= Given information =
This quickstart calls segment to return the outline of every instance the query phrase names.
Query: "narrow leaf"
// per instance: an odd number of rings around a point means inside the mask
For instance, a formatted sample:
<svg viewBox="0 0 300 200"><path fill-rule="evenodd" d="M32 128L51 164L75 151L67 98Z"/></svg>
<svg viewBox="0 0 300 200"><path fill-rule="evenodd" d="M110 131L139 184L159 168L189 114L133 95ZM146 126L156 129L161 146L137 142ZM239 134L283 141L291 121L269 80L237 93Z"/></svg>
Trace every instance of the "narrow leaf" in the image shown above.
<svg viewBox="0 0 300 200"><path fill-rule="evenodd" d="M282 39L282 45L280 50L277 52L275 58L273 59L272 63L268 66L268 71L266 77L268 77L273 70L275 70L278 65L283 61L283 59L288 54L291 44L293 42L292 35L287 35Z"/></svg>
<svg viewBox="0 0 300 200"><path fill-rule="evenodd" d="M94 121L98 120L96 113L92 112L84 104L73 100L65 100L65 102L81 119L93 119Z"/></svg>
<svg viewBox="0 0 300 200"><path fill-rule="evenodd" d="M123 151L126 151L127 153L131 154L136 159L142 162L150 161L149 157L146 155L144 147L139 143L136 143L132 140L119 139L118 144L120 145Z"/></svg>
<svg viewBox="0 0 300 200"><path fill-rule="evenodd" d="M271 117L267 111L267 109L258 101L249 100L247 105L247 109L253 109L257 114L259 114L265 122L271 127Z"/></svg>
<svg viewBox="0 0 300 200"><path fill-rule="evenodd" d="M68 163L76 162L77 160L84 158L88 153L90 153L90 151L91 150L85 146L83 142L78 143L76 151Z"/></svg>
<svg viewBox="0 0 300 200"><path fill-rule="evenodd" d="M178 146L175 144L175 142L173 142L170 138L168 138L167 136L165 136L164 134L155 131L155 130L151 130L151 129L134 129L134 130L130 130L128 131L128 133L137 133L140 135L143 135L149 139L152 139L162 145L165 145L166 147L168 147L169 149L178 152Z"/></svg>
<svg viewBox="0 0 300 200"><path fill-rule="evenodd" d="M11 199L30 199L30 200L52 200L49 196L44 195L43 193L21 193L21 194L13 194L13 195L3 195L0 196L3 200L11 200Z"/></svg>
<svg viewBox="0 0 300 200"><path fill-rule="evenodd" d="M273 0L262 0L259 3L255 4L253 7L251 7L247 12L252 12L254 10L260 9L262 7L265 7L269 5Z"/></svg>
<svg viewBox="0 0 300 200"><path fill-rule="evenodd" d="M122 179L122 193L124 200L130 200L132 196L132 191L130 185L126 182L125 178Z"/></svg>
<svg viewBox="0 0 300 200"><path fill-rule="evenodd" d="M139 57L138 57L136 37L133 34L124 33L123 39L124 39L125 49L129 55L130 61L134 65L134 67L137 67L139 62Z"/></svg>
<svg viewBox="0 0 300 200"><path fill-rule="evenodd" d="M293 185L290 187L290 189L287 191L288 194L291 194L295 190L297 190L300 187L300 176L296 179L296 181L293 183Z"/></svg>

= Problem details =
From the records above, retype only the lines starting at the line that contains "inside the mask" and ending at the line that contains "131L139 184L159 168L189", both included.

= Answer to this task =
// per instance: an odd number of rings around a point means inside the mask
For instance, a formatted sample:
<svg viewBox="0 0 300 200"><path fill-rule="evenodd" d="M32 128L51 164L75 151L67 98Z"/></svg>
<svg viewBox="0 0 300 200"><path fill-rule="evenodd" d="M110 131L139 184L159 168L189 114L133 95ZM146 126L156 129L161 146L137 142ZM239 134L283 141L291 121L269 80L237 93Z"/></svg>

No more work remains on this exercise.